◆ Your goal
Please copy out all the records below, requests included, multiplying each coordinate in the answers by 0.65. Round every result to a whole number, rounding halves up.

◆ Exercise materials
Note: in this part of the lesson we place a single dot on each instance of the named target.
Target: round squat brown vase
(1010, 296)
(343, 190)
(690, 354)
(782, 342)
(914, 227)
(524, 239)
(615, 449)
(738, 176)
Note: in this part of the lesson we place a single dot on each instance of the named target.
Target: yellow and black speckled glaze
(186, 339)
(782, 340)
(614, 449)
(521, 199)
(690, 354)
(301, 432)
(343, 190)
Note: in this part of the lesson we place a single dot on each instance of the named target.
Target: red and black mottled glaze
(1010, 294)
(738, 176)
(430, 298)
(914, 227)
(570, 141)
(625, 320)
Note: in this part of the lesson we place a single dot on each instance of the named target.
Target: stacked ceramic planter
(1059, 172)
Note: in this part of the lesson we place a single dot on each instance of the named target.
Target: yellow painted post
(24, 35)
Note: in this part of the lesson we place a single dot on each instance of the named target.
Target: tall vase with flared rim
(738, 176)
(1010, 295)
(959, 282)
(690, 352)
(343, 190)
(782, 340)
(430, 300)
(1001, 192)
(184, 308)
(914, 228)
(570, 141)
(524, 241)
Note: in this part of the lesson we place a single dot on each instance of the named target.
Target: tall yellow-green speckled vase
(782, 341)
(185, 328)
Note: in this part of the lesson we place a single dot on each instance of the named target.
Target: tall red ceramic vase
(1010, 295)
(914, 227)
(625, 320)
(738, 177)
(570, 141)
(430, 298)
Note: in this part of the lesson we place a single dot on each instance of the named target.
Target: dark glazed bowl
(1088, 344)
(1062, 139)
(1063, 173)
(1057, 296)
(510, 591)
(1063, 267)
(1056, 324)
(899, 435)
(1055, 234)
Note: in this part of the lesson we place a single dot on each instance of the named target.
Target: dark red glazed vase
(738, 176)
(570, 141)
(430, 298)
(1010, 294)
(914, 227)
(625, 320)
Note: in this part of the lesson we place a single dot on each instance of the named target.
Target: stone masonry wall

◆ Output for this task
Note: in this part of the lesson we place a single dot on each instance of the named target.
Target: round squat brown vase
(657, 192)
(223, 124)
(449, 230)
(508, 222)
(594, 148)
(341, 155)
(400, 292)
(480, 114)
Note: in this part of the lesson we place a single dot on each instance of the named target.
Target: yellow and black speckled glaze
(121, 220)
(508, 221)
(399, 292)
(339, 129)
(449, 230)
(196, 281)
(223, 124)
Note: in this part of the lesson we place a single dot on each instance of the named target.
Target: red and black mottled glaze
(657, 191)
(480, 114)
(280, 194)
(594, 148)
(371, 92)
(406, 208)
Note: in this part of the lesson we place a single dot on each instance of the named target.
Target: stacked ceramic planter
(688, 112)
Note: in this part of the lesson we place a single dot on each instance of the named target.
Target: yellow painted post
(16, 23)
Note: in this part of the lesson we place a single dot on each instance of the named target.
Target: tall vase with flared rim
(480, 114)
(657, 192)
(623, 183)
(449, 229)
(223, 124)
(508, 221)
(280, 195)
(651, 125)
(120, 200)
(594, 148)
(371, 92)
(341, 157)
Note: in this part of the lesson we place a single dot on each instance of the named target.
Target: tall yellow-green speckled vase
(508, 222)
(120, 213)
Note: in this part of the lesson we place a single dot on each instance of the named target.
Target: tall red ceramic vase
(657, 192)
(594, 148)
(406, 208)
(480, 115)
(371, 92)
(280, 194)
Note: in this part of the lesson we place a single dot on each instance of the named target.
Target: dark glazed bowl
(707, 224)
(690, 90)
(691, 112)
(687, 192)
(332, 384)
(691, 174)
(686, 211)
(584, 283)
(686, 152)
Note: in this part of the lesson we place a single dot on each instance of the named target.
Target: dark red glazed vase
(480, 114)
(371, 92)
(280, 194)
(657, 191)
(594, 148)
(406, 208)
Note: in this part of the lesson we place a single dot on each instance of the named target.
Target: stone masonry wall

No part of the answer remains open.